(WORK ORDER) Copy the records below exactly, omitting any pictures they contain.

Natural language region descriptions
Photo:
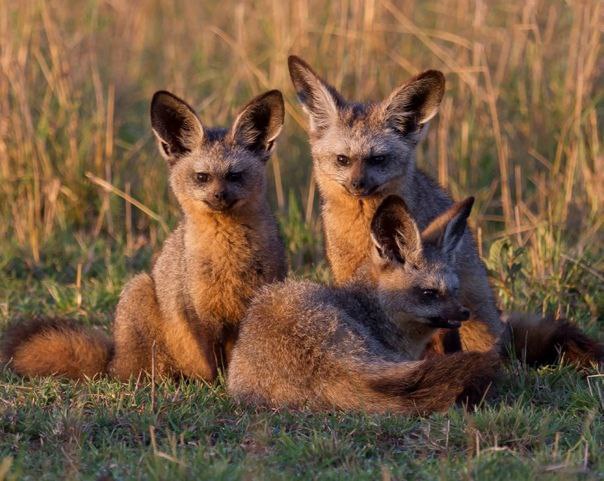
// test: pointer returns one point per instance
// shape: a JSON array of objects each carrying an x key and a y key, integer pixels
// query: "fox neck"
[{"x": 416, "y": 337}]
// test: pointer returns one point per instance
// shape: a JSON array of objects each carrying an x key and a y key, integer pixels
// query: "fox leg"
[
  {"x": 484, "y": 328},
  {"x": 144, "y": 338}
]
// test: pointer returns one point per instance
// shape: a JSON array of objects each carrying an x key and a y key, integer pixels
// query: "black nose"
[{"x": 358, "y": 184}]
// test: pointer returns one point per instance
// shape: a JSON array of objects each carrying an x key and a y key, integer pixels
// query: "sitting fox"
[
  {"x": 363, "y": 152},
  {"x": 184, "y": 316},
  {"x": 356, "y": 346}
]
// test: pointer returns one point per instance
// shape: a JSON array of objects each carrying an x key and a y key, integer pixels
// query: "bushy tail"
[
  {"x": 54, "y": 346},
  {"x": 540, "y": 341},
  {"x": 434, "y": 384}
]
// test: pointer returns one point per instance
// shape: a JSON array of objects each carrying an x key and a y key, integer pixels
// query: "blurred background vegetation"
[{"x": 520, "y": 125}]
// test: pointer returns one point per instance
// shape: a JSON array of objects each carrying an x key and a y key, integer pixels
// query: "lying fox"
[
  {"x": 184, "y": 316},
  {"x": 356, "y": 346},
  {"x": 363, "y": 152}
]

(SOLUTION TO THIS TASK)
Photo:
// test: pointer returns one point per instance
// shape: a JSON array of objects each carrying an x key and a y key, integer pixels
// query: "fox neck"
[{"x": 416, "y": 337}]
// test: pointer returns one point per instance
// shape: a JSON array of objects each carrying an x key and a y key, integer pixels
// query: "fox leg"
[
  {"x": 484, "y": 328},
  {"x": 144, "y": 338}
]
// test: pointer returns one point per instance
// shape: a JSON array of objects each carrying an x key and a y key, integer pixels
// query: "black nose"
[{"x": 358, "y": 184}]
// test: pointer returns one point per instance
// shape: a JSON array of objects each carrying an x key and a y key, integer pixels
// query: "sitting fox"
[
  {"x": 363, "y": 152},
  {"x": 184, "y": 316},
  {"x": 356, "y": 346}
]
// test: pointer returns one point per instance
// shape: a JSON array of objects each carrying an x key and a y key, integer pixels
// query: "bushy tail"
[
  {"x": 54, "y": 346},
  {"x": 540, "y": 341},
  {"x": 434, "y": 384}
]
// test: pointer returns one point per instance
// shape: a JSON array of objects each carrying an x key and a y key, integer pixels
// query: "blurred background vegetation"
[{"x": 520, "y": 125}]
// test: pointer returns one point per instance
// shape: a JSON array of objects each carrying an x key and a y key, integer pixels
// query: "lying fox"
[
  {"x": 184, "y": 316},
  {"x": 356, "y": 346},
  {"x": 363, "y": 152}
]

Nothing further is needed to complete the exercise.